• **Goal of the exercise**: Tell how many lines of the data include the word "sleeve". Nothing but the number belongs in the answer.

Provided records section start

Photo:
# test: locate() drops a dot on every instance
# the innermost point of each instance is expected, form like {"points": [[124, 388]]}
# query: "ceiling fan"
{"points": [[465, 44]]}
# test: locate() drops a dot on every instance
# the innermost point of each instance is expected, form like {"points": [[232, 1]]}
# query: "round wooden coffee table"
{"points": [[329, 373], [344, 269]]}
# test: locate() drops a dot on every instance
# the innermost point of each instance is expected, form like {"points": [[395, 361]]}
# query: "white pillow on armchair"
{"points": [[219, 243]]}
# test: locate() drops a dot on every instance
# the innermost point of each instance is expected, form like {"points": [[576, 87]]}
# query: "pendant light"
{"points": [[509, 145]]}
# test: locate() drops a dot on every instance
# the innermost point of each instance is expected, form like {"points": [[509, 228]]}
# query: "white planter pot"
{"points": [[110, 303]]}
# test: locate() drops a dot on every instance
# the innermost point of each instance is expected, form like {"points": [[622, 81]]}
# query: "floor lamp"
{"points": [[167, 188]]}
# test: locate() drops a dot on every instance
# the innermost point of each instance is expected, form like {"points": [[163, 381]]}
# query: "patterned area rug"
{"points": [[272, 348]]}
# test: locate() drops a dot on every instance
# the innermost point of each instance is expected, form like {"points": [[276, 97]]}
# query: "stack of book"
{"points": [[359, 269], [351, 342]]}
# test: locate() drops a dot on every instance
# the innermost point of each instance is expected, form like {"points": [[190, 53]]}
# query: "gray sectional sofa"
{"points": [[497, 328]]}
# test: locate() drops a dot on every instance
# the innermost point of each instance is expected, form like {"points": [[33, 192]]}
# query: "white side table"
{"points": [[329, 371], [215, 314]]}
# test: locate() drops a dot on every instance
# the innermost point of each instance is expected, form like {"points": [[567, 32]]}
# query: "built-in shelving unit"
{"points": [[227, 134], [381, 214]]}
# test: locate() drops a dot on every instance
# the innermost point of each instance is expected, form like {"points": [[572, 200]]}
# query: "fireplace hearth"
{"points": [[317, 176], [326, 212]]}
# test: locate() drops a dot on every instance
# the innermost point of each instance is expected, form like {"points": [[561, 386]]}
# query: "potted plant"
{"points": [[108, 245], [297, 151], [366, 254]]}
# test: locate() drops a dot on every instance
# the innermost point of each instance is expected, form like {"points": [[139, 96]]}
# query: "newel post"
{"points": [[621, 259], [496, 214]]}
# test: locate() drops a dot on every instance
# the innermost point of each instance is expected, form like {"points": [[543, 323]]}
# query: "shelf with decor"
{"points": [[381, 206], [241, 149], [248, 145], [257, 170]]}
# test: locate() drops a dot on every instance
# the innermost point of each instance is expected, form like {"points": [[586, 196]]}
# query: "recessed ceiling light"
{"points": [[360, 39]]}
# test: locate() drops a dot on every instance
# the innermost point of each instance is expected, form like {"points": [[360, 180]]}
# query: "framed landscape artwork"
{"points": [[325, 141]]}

Provided records section end
Provided records section start

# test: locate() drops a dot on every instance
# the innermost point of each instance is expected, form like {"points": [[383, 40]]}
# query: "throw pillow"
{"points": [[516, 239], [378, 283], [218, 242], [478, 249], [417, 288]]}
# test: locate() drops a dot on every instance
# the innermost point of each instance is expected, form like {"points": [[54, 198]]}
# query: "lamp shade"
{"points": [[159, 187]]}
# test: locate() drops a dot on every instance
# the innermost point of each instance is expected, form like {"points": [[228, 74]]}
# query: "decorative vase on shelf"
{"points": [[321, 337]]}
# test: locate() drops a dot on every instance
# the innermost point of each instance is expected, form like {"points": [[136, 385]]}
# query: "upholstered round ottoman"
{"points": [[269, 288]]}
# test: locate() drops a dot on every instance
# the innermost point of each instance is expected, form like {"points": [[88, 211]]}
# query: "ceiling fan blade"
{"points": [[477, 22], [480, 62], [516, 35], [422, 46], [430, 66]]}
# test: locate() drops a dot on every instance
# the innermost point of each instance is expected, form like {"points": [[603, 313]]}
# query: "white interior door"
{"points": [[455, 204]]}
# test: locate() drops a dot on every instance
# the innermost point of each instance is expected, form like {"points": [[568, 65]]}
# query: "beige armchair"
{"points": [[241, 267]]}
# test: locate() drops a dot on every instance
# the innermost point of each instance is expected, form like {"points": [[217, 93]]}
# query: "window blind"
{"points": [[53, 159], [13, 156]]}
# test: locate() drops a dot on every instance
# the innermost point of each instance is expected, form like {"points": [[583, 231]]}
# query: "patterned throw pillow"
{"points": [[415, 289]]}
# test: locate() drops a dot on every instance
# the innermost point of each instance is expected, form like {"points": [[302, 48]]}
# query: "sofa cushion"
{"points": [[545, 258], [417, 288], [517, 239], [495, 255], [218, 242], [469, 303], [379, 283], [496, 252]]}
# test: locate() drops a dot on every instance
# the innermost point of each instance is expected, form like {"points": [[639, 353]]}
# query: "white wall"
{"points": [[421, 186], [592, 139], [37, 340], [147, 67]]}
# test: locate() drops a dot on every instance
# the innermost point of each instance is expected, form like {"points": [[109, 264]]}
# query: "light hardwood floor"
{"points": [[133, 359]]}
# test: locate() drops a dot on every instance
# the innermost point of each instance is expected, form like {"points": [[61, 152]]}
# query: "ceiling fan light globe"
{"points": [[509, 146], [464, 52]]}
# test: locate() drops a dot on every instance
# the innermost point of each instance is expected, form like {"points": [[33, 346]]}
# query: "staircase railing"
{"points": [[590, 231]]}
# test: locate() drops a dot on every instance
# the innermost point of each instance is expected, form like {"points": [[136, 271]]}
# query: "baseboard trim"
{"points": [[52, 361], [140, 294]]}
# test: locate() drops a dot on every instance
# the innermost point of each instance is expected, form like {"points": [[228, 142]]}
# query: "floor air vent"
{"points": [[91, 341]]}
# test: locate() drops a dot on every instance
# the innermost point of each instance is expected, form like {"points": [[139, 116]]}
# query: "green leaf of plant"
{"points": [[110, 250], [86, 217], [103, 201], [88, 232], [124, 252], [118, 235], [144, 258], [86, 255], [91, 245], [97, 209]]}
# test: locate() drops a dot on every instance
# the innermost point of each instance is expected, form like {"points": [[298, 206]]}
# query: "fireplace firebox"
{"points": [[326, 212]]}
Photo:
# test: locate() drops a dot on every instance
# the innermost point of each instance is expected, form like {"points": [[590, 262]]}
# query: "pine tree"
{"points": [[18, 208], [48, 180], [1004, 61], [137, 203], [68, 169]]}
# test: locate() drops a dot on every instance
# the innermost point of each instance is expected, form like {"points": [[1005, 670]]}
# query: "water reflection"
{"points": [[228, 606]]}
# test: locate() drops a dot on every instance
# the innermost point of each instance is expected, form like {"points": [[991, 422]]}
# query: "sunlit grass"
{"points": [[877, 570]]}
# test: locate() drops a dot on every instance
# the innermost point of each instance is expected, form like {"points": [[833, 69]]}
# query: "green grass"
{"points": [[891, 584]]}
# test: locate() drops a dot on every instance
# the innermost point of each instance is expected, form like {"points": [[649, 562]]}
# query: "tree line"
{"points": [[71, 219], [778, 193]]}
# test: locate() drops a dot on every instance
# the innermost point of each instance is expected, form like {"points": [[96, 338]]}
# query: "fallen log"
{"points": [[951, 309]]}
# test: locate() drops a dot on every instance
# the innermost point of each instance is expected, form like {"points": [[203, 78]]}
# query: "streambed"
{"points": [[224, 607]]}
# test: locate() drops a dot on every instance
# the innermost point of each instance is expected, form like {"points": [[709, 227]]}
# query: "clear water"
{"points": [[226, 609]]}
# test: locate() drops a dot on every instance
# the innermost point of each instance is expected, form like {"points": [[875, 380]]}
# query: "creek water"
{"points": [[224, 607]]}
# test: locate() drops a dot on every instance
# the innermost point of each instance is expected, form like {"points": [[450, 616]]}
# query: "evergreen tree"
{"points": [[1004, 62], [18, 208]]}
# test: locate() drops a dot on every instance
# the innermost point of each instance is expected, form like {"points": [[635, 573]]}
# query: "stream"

Provided records section end
Provided records section start

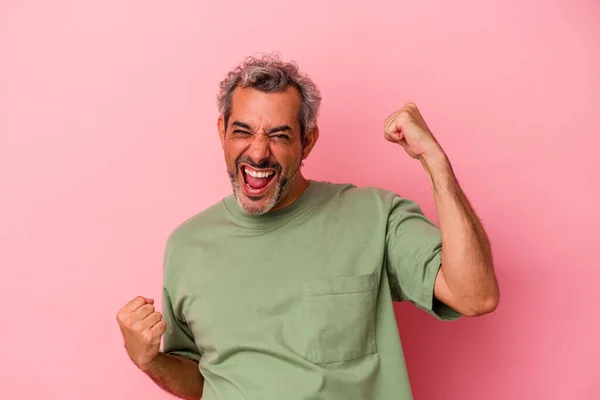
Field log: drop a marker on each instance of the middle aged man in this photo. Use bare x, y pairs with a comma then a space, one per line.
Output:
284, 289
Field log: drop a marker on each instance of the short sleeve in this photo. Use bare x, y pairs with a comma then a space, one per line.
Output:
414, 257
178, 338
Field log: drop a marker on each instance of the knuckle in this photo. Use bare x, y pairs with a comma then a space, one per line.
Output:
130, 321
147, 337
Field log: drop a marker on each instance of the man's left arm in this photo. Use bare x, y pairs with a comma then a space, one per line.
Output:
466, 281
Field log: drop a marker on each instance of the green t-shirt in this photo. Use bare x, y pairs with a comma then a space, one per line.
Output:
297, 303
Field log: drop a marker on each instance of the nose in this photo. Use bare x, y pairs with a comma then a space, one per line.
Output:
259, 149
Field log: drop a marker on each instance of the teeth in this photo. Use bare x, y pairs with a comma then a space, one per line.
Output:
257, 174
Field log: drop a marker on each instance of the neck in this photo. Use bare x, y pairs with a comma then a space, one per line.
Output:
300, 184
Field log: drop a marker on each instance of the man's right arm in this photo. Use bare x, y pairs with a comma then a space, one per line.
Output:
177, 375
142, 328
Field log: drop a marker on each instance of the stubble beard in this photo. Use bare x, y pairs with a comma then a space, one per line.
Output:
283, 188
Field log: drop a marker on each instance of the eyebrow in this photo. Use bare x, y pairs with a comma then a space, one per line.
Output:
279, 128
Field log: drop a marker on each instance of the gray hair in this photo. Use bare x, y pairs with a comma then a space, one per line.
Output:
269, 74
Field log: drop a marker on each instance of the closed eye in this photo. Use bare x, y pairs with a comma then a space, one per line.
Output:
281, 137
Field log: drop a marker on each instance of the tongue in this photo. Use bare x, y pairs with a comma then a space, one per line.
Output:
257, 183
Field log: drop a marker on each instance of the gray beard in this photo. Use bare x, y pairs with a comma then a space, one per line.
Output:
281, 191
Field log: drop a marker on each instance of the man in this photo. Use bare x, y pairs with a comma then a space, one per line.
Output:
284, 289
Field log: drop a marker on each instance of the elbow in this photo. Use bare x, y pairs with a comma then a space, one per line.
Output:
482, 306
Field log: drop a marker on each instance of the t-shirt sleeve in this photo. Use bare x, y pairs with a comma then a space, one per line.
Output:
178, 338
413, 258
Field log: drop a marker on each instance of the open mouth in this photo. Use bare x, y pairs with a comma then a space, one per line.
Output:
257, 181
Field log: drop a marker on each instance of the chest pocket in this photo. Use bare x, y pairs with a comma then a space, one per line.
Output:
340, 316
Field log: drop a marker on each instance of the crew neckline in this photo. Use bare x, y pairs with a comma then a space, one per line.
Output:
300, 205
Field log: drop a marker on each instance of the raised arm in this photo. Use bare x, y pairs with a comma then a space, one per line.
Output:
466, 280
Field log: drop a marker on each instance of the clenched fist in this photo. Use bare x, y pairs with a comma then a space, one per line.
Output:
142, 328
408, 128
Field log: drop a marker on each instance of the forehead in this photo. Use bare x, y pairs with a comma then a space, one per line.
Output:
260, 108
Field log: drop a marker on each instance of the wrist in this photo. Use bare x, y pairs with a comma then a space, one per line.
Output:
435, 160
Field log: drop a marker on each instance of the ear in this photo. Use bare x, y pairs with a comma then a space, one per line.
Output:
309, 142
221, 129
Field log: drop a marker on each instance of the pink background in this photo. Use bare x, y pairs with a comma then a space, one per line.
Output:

Provided records section end

• **Answer below**: 2